### ACTIVITY
Exact copies of all the records are to be output.

Recorded data:
##########

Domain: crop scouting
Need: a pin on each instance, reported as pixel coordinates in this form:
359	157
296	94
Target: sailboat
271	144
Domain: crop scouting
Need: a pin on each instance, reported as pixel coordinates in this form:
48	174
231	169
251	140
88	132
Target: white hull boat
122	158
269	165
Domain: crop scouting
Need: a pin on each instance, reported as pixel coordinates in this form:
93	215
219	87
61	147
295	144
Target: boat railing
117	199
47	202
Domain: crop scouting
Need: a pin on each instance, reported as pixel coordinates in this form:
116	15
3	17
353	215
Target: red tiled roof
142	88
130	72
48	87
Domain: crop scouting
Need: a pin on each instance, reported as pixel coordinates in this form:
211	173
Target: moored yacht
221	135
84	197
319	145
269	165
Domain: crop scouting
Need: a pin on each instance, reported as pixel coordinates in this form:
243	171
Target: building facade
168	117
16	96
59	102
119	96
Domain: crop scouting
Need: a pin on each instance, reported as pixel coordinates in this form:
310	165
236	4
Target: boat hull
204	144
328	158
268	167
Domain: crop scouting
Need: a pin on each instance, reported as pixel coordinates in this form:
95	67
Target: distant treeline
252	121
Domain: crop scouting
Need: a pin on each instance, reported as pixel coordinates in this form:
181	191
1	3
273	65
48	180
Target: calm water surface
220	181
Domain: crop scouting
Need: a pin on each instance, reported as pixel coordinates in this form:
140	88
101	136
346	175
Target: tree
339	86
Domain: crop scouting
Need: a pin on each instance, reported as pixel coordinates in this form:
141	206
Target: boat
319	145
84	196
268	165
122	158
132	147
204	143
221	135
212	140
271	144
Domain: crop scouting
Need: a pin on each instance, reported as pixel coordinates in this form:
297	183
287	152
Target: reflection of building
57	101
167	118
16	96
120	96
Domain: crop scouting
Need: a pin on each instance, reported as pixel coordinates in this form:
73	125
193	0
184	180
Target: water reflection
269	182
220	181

##########

### EXERCISE ANSWER
Domain: crop scouting
Need: a pin on each instance, reported as pixel coordinates in this form:
359	157
296	94
Target: sailboat
271	144
Domain: crop scouting
Need: a pin on each instance, reported as pixel coordinates in this form:
48	174
231	169
251	140
88	132
Target: white hull boat
122	158
269	165
Domain: crop scouting
Need: a pin on each instance, reported as pixel coordinates in this form:
93	215
219	87
61	147
295	144
Target: boat railing
117	199
47	202
Domain: crop scouting
Need: a pin on each instance, reported as pixel coordinates in this form:
116	15
3	17
353	215
Target: red tiled roof
142	88
130	72
48	87
Domain: crop scouting
Need: a pin on each instance, reported as pixel coordinates in this form:
211	173
Target: moored yacht
221	135
84	197
319	145
269	165
Domain: crop scouting
Need: a pin on each instance, reported as pixel coordinates in this form:
243	171
Target: building facade
168	117
16	96
59	102
119	96
Domain: crop scouting
Need: a pin on each instance, reported as pixel coordinates in this form:
310	165
236	4
Target: boat hull
204	144
328	158
268	167
Domain: crop scouting
Need: a pin on each instance, reported as pixel coordinates in this form:
95	67
Target: distant treeline
252	121
Domain: crop scouting
Need: a pin on each instance, reported as pixel coordinates in this form:
181	191
1	3
273	65
48	180
Target: calm water surface
220	181
Domain: crop scouting
Need: a pin on each instance, reported as pixel coordinates in this form:
140	88
101	136
346	175
Target: tree
339	86
Domain: crop scouting
Need: a pin on each instance, reported as pixel coordinates in this form:
141	206
Target: boat
319	145
84	196
268	165
122	158
132	147
204	143
221	135
212	140
271	144
Domain: crop scouting
Need: a pin on each instance, reported as pixel coordinates in this form:
297	183
287	152
Target: reflection of building
57	101
167	118
16	96
120	96
Domain: crop scouting
Need: a pin on each instance, reported as pixel coordinates in this form:
73	125
193	0
184	180
Target: water reflection
269	182
220	181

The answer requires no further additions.